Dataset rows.
★ ★ ★

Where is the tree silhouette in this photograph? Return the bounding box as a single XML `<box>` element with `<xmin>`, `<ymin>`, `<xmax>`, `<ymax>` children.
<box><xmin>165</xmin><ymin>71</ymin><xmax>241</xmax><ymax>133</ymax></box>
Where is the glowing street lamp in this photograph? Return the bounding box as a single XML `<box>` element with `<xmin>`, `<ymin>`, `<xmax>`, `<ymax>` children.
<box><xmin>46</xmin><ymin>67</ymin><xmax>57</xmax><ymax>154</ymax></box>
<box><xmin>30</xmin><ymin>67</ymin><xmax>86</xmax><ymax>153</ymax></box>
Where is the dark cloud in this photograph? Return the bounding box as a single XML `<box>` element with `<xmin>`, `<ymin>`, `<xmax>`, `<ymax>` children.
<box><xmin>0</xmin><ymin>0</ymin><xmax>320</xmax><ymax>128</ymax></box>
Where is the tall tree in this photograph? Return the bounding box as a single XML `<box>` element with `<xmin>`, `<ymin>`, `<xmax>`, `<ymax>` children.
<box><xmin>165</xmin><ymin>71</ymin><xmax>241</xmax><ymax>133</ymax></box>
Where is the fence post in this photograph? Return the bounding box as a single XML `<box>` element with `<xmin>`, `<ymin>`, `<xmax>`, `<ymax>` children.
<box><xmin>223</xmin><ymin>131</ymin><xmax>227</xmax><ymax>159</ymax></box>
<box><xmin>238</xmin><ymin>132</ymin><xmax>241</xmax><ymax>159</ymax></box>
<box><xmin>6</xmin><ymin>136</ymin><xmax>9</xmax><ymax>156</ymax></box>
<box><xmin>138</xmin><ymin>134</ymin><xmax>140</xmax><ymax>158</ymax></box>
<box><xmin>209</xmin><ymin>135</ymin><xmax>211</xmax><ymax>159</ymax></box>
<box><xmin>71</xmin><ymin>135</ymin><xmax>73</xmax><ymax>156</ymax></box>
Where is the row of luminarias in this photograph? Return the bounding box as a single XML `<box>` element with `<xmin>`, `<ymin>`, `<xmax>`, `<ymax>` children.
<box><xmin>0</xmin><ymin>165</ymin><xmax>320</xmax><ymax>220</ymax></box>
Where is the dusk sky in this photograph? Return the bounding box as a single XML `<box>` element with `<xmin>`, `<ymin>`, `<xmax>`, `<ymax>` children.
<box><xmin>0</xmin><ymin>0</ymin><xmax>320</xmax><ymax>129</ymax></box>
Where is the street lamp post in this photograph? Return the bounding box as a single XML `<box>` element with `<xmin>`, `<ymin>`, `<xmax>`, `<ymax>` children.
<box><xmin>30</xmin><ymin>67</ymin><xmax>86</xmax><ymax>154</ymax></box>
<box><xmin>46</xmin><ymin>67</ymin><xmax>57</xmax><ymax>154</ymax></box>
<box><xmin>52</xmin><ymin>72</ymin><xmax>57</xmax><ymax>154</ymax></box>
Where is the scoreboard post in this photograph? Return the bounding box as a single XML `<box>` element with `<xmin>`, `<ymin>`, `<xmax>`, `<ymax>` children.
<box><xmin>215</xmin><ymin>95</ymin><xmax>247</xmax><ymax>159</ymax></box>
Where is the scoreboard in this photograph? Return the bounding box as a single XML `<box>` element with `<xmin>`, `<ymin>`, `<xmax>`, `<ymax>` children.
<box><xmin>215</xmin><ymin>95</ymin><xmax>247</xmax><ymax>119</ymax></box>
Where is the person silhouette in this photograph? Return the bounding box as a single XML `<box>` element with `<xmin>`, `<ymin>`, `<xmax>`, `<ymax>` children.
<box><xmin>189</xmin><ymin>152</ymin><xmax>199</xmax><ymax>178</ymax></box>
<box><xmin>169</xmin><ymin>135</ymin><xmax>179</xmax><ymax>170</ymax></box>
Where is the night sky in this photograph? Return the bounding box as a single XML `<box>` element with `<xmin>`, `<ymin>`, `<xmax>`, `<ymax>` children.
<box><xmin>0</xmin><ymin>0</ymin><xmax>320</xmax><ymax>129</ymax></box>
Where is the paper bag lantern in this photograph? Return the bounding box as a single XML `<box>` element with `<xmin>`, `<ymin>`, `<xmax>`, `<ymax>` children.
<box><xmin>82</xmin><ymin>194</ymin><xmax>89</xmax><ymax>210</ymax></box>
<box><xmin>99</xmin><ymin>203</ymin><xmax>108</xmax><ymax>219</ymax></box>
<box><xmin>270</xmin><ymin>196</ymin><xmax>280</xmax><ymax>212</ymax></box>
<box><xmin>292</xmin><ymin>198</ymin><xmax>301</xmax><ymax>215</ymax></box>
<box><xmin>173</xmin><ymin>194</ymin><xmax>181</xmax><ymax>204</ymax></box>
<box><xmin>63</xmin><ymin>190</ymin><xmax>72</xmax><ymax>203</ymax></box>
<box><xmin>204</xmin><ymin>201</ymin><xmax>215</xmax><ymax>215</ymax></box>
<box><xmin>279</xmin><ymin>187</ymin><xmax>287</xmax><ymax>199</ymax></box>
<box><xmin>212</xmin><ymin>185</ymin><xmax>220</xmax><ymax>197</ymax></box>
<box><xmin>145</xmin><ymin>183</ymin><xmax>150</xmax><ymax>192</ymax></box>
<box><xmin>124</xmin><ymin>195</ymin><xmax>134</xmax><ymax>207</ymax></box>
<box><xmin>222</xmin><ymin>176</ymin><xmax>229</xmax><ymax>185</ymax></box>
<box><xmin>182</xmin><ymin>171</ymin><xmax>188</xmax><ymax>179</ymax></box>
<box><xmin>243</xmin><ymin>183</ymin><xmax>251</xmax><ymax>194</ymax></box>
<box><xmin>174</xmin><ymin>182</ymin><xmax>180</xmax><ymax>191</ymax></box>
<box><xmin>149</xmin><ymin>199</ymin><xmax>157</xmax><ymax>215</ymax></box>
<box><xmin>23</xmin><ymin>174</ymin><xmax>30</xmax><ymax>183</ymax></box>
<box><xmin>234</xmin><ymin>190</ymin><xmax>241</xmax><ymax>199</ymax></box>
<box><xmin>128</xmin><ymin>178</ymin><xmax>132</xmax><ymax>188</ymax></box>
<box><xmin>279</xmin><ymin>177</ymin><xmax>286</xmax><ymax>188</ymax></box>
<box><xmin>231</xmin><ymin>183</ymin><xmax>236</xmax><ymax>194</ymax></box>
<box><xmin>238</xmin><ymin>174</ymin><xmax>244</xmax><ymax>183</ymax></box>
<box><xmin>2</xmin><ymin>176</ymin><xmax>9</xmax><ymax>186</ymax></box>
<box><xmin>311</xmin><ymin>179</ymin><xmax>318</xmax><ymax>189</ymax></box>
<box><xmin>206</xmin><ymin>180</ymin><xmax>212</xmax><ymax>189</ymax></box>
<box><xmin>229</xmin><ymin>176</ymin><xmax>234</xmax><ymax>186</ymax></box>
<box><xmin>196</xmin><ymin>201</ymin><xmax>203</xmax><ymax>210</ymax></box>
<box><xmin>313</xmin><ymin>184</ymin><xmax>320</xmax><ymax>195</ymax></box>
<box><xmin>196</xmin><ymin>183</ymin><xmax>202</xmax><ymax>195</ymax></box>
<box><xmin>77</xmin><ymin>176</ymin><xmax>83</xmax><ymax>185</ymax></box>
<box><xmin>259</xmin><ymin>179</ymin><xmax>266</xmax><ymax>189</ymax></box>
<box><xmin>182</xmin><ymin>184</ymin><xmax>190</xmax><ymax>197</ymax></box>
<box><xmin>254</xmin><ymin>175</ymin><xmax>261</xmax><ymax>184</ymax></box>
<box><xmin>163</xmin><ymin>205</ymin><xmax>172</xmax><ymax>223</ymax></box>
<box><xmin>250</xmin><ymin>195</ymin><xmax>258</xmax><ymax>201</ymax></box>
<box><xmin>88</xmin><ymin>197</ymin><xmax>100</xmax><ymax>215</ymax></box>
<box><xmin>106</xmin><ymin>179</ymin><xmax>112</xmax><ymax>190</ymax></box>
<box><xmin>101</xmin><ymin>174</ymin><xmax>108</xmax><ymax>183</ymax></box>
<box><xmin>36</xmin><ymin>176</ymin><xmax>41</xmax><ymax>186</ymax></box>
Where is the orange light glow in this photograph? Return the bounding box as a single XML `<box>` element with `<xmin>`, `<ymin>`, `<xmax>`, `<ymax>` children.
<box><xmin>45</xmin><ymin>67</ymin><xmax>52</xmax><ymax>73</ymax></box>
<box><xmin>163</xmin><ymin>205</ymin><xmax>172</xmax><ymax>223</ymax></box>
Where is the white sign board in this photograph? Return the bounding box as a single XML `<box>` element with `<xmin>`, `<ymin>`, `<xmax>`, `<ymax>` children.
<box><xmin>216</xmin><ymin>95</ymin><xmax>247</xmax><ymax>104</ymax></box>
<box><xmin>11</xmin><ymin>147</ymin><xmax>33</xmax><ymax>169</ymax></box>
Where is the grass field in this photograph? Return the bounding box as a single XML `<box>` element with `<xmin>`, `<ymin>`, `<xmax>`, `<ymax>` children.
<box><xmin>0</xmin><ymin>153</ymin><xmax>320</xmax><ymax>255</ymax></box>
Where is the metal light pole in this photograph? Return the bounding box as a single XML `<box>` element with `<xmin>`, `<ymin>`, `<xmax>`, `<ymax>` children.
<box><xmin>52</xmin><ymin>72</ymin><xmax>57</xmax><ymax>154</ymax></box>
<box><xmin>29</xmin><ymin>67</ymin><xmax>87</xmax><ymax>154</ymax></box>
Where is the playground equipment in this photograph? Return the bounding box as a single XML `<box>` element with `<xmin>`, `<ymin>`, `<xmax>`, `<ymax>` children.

★ ★ ★

Given exercise. Copy the records above word for word, starting with the line containing "Where is the metal" and continuing through the end of the records.

Correct response.
Where is the metal light pole in this photograph? Return the bounding box as a single XML `<box>` element with `<xmin>`, `<ymin>`, `<xmax>`, `<ymax>` children.
<box><xmin>52</xmin><ymin>72</ymin><xmax>57</xmax><ymax>154</ymax></box>
<box><xmin>29</xmin><ymin>67</ymin><xmax>87</xmax><ymax>154</ymax></box>
Where is the playground equipment in this photograph? Return the bounding box as a single XML `<box>` element with `<xmin>`, `<ymin>`, `<xmax>`, `<ymax>` children.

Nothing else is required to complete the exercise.